**TASK GOAL**
Copy every line in the items below that contains the word "sweater". Case counts.

**DATA ENTRIES**
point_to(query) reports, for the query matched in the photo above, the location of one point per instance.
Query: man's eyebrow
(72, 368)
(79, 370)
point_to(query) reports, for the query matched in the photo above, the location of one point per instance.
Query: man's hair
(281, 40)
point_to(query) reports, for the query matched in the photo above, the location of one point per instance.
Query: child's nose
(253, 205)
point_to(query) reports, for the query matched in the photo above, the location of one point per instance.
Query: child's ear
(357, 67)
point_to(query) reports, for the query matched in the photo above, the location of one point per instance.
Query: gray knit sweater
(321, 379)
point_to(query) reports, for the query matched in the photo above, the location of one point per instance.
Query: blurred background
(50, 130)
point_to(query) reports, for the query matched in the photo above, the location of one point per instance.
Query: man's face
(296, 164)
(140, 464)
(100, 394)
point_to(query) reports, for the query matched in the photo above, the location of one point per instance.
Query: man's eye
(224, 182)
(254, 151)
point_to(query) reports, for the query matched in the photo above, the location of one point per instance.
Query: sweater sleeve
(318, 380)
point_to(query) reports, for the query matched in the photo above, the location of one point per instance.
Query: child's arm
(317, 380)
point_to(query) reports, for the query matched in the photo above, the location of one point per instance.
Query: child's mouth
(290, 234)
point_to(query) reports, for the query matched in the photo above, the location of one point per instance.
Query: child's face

**EXERCISE RESPONSE**
Query: gray knit sweater
Query: sweater sleeve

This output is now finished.